-- Start --

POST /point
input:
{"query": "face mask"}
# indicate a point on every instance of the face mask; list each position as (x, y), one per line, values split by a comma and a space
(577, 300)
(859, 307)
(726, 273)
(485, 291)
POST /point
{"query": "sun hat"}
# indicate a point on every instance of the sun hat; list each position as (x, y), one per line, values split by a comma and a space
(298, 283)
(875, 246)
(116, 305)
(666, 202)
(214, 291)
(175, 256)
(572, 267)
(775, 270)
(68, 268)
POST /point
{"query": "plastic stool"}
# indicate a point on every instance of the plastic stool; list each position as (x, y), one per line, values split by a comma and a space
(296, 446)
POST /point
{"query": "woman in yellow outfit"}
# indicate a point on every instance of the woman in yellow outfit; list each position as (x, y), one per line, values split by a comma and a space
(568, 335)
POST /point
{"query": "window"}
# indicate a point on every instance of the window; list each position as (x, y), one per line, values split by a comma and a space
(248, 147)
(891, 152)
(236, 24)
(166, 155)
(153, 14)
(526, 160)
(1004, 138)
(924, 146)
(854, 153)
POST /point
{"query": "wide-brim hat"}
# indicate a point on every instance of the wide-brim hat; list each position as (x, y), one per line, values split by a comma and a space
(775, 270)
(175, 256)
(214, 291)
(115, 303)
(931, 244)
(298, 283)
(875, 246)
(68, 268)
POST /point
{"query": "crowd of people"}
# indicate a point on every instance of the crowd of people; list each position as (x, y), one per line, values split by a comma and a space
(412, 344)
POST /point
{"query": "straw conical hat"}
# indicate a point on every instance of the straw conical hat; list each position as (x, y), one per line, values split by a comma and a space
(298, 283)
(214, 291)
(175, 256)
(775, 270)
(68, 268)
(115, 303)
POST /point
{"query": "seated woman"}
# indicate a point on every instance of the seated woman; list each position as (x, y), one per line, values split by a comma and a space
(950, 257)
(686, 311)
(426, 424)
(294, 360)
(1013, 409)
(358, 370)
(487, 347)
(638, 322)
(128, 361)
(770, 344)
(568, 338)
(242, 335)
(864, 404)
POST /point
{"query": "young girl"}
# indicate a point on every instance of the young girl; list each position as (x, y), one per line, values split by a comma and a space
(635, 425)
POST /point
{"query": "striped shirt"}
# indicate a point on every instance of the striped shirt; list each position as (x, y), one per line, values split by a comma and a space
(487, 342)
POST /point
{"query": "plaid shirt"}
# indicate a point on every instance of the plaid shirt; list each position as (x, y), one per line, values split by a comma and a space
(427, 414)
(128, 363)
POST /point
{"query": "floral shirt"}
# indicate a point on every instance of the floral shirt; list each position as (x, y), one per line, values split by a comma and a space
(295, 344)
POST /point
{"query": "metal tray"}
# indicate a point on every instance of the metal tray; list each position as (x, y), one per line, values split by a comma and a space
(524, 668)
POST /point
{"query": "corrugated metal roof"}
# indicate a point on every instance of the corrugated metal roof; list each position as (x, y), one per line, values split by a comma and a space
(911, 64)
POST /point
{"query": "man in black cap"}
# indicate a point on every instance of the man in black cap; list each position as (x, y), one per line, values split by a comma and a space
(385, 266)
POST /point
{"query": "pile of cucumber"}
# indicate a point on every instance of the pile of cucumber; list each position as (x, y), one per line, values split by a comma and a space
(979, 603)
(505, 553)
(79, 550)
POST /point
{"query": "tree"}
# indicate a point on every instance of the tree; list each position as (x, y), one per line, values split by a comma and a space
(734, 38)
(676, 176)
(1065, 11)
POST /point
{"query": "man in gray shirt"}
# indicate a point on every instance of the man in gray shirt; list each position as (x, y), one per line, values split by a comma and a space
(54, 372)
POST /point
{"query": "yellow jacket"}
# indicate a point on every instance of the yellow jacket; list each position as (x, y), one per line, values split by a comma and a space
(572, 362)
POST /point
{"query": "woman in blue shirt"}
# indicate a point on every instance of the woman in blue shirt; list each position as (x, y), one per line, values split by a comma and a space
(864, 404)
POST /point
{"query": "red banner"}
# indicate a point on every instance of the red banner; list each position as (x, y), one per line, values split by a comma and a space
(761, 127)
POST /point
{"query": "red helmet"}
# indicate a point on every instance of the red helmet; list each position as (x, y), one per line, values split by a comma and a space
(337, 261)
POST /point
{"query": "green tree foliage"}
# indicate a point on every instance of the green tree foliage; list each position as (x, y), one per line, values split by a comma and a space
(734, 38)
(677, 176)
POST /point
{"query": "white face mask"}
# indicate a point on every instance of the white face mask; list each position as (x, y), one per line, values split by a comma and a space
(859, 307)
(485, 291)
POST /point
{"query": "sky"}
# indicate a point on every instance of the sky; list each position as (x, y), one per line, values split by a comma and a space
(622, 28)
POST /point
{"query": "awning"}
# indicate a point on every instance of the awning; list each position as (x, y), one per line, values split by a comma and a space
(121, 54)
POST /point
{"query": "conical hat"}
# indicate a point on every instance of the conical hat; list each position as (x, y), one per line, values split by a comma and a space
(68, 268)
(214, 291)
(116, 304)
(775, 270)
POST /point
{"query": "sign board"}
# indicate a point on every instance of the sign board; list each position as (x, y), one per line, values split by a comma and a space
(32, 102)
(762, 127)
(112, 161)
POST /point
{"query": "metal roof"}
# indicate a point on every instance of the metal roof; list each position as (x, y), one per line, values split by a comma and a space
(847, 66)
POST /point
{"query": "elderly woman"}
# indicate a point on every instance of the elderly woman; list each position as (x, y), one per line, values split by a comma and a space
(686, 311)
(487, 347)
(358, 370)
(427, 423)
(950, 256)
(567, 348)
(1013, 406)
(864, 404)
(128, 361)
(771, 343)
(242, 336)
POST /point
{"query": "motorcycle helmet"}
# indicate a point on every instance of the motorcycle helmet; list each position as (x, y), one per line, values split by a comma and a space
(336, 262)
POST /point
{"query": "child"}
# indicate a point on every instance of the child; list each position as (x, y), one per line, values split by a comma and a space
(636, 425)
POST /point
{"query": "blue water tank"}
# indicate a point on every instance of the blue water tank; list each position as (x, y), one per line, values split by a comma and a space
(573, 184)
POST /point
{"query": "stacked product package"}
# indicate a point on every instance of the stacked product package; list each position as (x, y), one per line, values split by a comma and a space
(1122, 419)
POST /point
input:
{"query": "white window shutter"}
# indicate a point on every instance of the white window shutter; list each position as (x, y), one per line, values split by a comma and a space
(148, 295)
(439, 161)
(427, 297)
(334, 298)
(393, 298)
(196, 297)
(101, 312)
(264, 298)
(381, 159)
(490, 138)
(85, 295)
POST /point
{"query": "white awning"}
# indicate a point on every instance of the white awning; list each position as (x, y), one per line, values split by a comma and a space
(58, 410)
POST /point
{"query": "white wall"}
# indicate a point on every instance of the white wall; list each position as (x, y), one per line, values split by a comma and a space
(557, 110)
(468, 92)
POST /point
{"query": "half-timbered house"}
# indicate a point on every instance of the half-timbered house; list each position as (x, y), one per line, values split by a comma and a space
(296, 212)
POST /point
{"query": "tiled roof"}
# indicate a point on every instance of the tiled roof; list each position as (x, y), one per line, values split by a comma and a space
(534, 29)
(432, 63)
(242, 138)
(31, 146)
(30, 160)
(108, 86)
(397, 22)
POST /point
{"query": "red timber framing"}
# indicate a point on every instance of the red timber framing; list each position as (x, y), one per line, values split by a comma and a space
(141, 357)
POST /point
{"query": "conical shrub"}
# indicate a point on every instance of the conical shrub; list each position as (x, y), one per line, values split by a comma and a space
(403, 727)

-- End --

Every line of the records above needs to be given again exactly.

POST /point
input:
{"query": "face mask"}
# indicate a point on every instance of the face mask; list each position as (x, y), one per line, values split by a comma and a space
(577, 300)
(859, 307)
(726, 273)
(485, 291)
POST /point
{"query": "sun hat"}
# indicate a point on every instance of the sun hat; list each position as (x, y), one per line, values split by a comma and a space
(298, 283)
(875, 246)
(116, 305)
(666, 202)
(214, 291)
(175, 256)
(572, 267)
(775, 270)
(68, 268)
POST /point
{"query": "plastic stool"}
# indicate a point on every instance of the plastic stool; list each position as (x, y), one per line, values split by a comma and a space
(296, 446)
POST /point
{"query": "woman in yellow outfit"}
# indicate a point on every instance of the woman in yellow outfit; list each position as (x, y), one per line, values split by a comma and a space
(568, 335)
POST /point
{"query": "window"}
# indicate a point on every instance of the window; list each position as (x, y), one per line, values split by a comma and a space
(248, 147)
(891, 152)
(236, 24)
(166, 155)
(153, 14)
(526, 160)
(1004, 138)
(924, 146)
(854, 153)
POST /point
{"query": "wide-brim hat"}
# indicate a point on every instance of the wide-brim hat; list each position as (x, y), one per line, values split by a comma and a space
(775, 270)
(175, 256)
(214, 291)
(115, 303)
(931, 244)
(298, 283)
(875, 246)
(68, 268)
POST /point
{"query": "crowd of people"}
# indicate a point on every instance of the crowd of people; list each position as (x, y), one per line, values split by a comma and a space
(412, 344)
POST /point
{"query": "straw conical hat"}
# indicate a point on every instance of the straw conical hat; list each position as (x, y), one per line, values split by a comma and a space
(298, 283)
(214, 291)
(175, 256)
(775, 270)
(68, 268)
(115, 303)
POST /point
{"query": "seated woman"}
# indicate a point on every instance of the seated woman; list each position as (x, y), one per line, values split by a comma and a space
(950, 257)
(686, 311)
(426, 424)
(294, 360)
(1013, 409)
(358, 370)
(487, 347)
(638, 322)
(128, 361)
(770, 344)
(568, 338)
(242, 335)
(864, 404)
POST /point
{"query": "young girl"}
# indicate a point on every instance of the young girl; list each position as (x, y), one per line, values split by a comma and a space
(635, 425)
POST /point
{"query": "striped shirt"}
# indicate a point on every instance of the striped shirt; list each position as (x, y), one per line, values split by a comma and a space
(487, 342)
POST /point
{"query": "plaid shirt"}
# indicate a point on every instance of the plaid shirt; list each position as (x, y), one per line, values split by a comma and a space
(427, 414)
(128, 363)
POST /point
{"query": "floral shirt"}
# indicate a point on every instance of the floral shirt; list each position as (x, y), one per line, values split by a comma and a space
(295, 344)
POST /point
{"query": "metal tray"}
# indicate a point on every instance of the metal tray; list each position as (x, y), one per line, values split by a comma and a space
(524, 668)
POST /point
{"query": "corrugated metal roof"}
# indicate a point on every instance of the corrugated metal roof; list each position as (x, y), one per line, values split by a comma and a space
(911, 64)
POST /point
{"query": "man in black cap"}
# indicate a point on every instance of the man in black cap; list each position as (x, y), one per line, values split by a comma and a space
(385, 266)
POST /point
{"query": "pile of cucumber"}
# indicate a point on every instance of the pile of cucumber; list each position as (x, y), one per line, values split by a comma and a space
(979, 603)
(505, 553)
(79, 550)
POST /point
{"query": "tree"}
# indicate a point on every instance of the tree; list each position as (x, y), one per line, values split by a comma and a space
(734, 38)
(676, 176)
(1065, 11)
POST /point
{"query": "man in gray shirt"}
# indicate a point on every instance of the man in gray shirt; list each position as (x, y), one per line, values split by a comma and a space
(54, 372)
POST /point
{"query": "yellow jacket"}
# indicate a point on every instance of the yellow jacket; list each position as (x, y), one per line, values split by a comma and a space
(572, 362)
POST /point
{"query": "woman in blue shirt"}
# indicate a point on every instance of the woman in blue shirt; list each position as (x, y), one per line, values split by a comma and a space
(864, 404)
POST /point
{"query": "red banner"}
# indicate a point on every instance of the red banner; list each position as (x, y), one per line, values split by a comma and a space
(761, 127)
POST /point
{"query": "red helmet"}
# indicate a point on every instance of the red helmet; list each position as (x, y), one per line, values split by a comma and a space
(337, 261)
POST /point
{"query": "green tree foliage"}
# indicate a point on every instance of the green tree foliage; list each position as (x, y), one per line, values split by a comma and a space
(734, 38)
(677, 176)
POST /point
{"query": "white face mask"}
# indicate a point on every instance of the white face mask; list each position as (x, y), one per line, values split by a comma and a space
(859, 307)
(485, 291)
POST /point
{"query": "sky"}
# indicate a point on every instance of the sky; list each position as (x, y), one per line, values split by a comma and a space
(622, 28)
POST /point
{"query": "awning"}
# indicate a point on every instance of the awning; list each position as (x, y), one per line, values split by a comma and a space
(121, 54)
POST /point
{"query": "conical hat"}
# indicate a point on every instance of the conical hat; list each position as (x, y), one per line, values split by a comma and a space
(68, 268)
(214, 291)
(116, 304)
(775, 270)
POST /point
{"query": "sign board"}
# indicate a point on every instance of the sign board; list each position as (x, y), one per line, values split by a comma and a space
(32, 102)
(762, 127)
(112, 161)
POST /point
{"query": "metal roof"}
# indicate a point on every instance of the metal roof; list each position as (x, y), one per line, values split by a comma and a space
(847, 66)
POST /point
{"query": "elderly woman"}
# indicate a point on every instance of the elderly woman; list each position as (x, y), one per line, values split by a comma and a space
(686, 311)
(487, 347)
(358, 370)
(427, 423)
(950, 256)
(567, 348)
(1013, 406)
(864, 404)
(128, 361)
(771, 343)
(242, 336)
POST /point
{"query": "motorcycle helmet"}
# indicate a point on every instance of the motorcycle helmet; list each position as (x, y), one per line, values split by a comma and a space
(336, 262)
POST /point
{"query": "child"}
# indicate a point on every instance of the child; list each position as (x, y), one per line, values split by a comma and a space
(636, 425)
POST /point
{"query": "blue water tank"}
# indicate a point on every instance of the blue water tank; list each position as (x, y), one per line, values split by a comma and a space
(573, 184)
POST /point
{"query": "stacked product package"}
# indicate a point on every instance of the stacked product package; list each position as (x, y), one per line, values split by a comma and a space
(1122, 419)
POST /point
input:
{"query": "white window shutter"}
# indicate a point on every instance of the white window shutter; list each position as (x, y), one per line, values split by a comma and a space
(148, 295)
(439, 161)
(427, 297)
(334, 298)
(393, 298)
(196, 297)
(101, 312)
(264, 298)
(381, 159)
(490, 138)
(85, 295)
POST /point
{"query": "white awning"}
# indicate a point on every instance of the white awning; list each position as (x, y), one per line, values split by a comma and a space
(58, 410)
POST /point
{"query": "white wall"}
# indicate a point on every instance of the white wall; list each position as (x, y), one per line, values split by a comma and a space
(557, 110)
(468, 92)
POST /point
{"query": "half-timbered house"}
# indicate a point on every instance of the half-timbered house; list each position as (x, y), one per line, values split by a comma and a space
(296, 212)
POST /point
{"query": "tiled roof"}
# indicate a point on every instance of the tiled roof; list each position as (x, y), one per line, values split by a comma and a space
(534, 29)
(432, 63)
(242, 138)
(31, 146)
(30, 160)
(108, 86)
(397, 22)
POST /point
{"query": "red timber framing"}
# indicate a point on every instance of the red timber framing; list each position as (x, y), one per line, values split by a comma and a space
(141, 357)
POST /point
{"query": "conical shrub"}
# indicate a point on every instance of the conical shrub; list each position as (x, y), one per line, values split by a comma and a space
(403, 727)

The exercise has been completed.